■ About this task
For the entries below, work out how many lines include the string "above", then write only that number.

(Region pointing data)
################

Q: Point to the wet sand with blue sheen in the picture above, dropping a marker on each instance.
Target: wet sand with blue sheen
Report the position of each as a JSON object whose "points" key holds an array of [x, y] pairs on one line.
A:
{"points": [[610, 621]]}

################

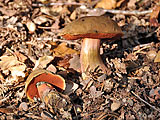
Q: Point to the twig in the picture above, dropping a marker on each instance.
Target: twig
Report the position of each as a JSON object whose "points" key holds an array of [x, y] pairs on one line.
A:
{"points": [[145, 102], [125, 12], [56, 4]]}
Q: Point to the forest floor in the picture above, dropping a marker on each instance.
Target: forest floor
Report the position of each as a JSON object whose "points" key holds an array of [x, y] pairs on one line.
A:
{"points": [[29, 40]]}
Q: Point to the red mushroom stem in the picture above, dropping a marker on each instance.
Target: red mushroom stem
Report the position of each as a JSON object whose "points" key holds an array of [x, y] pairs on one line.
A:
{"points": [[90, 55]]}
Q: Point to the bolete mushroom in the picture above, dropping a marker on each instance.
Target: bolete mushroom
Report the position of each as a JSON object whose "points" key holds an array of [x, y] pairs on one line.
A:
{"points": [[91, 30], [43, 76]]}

################

■ Result below
5